William Kentridge, Triumphs and Laments. Photo Sebastiano Luciano

Ciò che profondamente colpisce dell’intervento è la naturalezza con la quale si integra nel paesaggio; percorrendo Lungotevere e sporgendosi dagli alti muraglioni si potrebbe credere che sia lì da tempo immemorabile, che ci sia sempre stato. Così come è frequente a Roma trovare un capitello corinzio inglobato o riutilizzato in un’architettura rinascimentale o un tempio romano trasformato in una chiesa cristiana, il grande disegno appare già come un reperto archeologico armonicamente amalgamato al contesto circostante.

William Kentridge, Triumphs and Laments. Photo Sebastiano Luciano

Kentridge è riuscito, dunque, a cogliere la vera essenza della città, a restituire il senso del tempo che passa, delle culture ed epoche che si susseguono, della stratificazione come ricchezza; capendo quanto Roma sia sofisticata prova di bellezza generata proprio dalla contaminazione. D’altra parte il tema della sovrapposizione e dell’innesto si ricollega alla pratica prediletta dall’artista, il disegno animato. I suoi lavori più noti, i Drawings for Projection sono film che si sviluppano su un unico foglio dove, attraverso l’uso di una tecnica duttile come il carboncino, l’artista crea, sottrae, aggiunge e cancella figure e personaggi. Una forma espressiva potente, preverbale, fatta d’immagini che si trasformano e cambiano alla stessa velocità del pensiero, dove la mano e la mente sono direttamente connesse e dove può capitare che un corpo si trasformi in montagna o che il palmo di una mano diventi un lago. Anche Triumphs and Laments è legato alla metamorfosi, non solo perché le sue figure sono spesso rappresentate in cambiamento e trasformazione, ma per il suo graduale processo di cancellazione che ricorda il tempo di svolgimento di una pellicola. Il cinema e le sue modalità narrative sono un punto cardine della poetica dell’artista che in quest’opera richiama e rielabora i nostri grandi maestri.

* **Dati forniti**
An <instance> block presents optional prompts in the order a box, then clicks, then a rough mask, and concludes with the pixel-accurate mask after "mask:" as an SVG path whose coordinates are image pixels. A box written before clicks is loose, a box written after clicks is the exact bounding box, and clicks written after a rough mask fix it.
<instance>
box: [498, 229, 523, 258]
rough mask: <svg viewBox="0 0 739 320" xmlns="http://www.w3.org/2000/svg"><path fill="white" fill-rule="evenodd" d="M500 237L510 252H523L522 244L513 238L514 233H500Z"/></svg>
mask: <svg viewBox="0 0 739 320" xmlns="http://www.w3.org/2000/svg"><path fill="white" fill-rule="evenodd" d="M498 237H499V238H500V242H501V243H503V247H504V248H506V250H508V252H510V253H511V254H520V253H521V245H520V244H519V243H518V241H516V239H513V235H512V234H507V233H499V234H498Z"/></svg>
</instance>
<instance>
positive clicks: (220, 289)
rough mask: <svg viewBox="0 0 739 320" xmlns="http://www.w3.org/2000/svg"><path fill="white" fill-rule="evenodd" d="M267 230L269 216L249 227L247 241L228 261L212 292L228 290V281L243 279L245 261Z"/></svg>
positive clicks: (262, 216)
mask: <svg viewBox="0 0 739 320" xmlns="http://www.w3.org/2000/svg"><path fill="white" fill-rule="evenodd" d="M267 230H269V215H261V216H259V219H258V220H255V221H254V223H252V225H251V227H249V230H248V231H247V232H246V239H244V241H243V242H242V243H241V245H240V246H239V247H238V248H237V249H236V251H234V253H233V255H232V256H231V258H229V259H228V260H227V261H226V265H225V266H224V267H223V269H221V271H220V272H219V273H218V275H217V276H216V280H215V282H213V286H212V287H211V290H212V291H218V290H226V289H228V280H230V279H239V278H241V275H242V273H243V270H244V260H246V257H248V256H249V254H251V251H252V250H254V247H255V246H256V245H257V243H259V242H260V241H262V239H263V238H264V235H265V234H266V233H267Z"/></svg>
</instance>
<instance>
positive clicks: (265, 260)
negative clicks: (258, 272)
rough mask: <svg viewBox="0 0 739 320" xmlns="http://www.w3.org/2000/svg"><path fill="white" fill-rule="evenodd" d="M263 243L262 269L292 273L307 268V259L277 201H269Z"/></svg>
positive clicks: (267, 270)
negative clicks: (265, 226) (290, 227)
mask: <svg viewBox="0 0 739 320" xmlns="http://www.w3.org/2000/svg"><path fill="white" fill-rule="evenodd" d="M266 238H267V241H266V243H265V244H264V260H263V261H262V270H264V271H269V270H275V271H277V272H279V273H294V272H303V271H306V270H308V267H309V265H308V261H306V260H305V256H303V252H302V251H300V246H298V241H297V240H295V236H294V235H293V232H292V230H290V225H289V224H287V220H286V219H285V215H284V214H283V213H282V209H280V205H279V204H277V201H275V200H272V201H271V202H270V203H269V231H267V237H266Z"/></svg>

* **Compito 1**
Rispondi alle domande seguenti basandoti sul brano su Triumphs and Laments.
(a) Percorrendo quale via ci si può sporgere dagli alti muraglioni?
(b) Quale pratica è indicata come prediletta dall'artista?
(c) Con quale tecnica l'artista lavora nei Drawings for Projection?
* **Compito 2**
Riporta fedelmente il passo del brano su Triumphs and Laments compreso tra "Ciò che profondamente" e "al contesto circostante.", inclusi.
* **Compito 3**
Secondo il brano su Triumphs and Laments, quali azioni compie l'artista su figure e personaggi nei Drawings for Projection? Elencale tutte.

* **Risposta scritta 1**
(a) Il Lungotevere.
(b) Il disegno animato.
(c) Il carboncino.

* **Risposta scritta 2**
Ciò che profondamente colpisce dell’intervento è la naturalezza con la quale si integra nel paesaggio; percorrendo Lungotevere e sporgendosi dagli alti muraglioni si potrebbe credere che sia lì da tempo immemorabile, che ci sia sempre stato. Così come è frequente a Roma trovare un capitello corinzio inglobato o riutilizzato in un’architettura rinascimentale o un tempio romano trasformato in una chiesa cristiana, il grande disegno appare già come un reperto archeologico armonicamente amalgamato al contesto circostante.

* **Risposta scritta 3**
Crea, sottrae, aggiunge, cancella.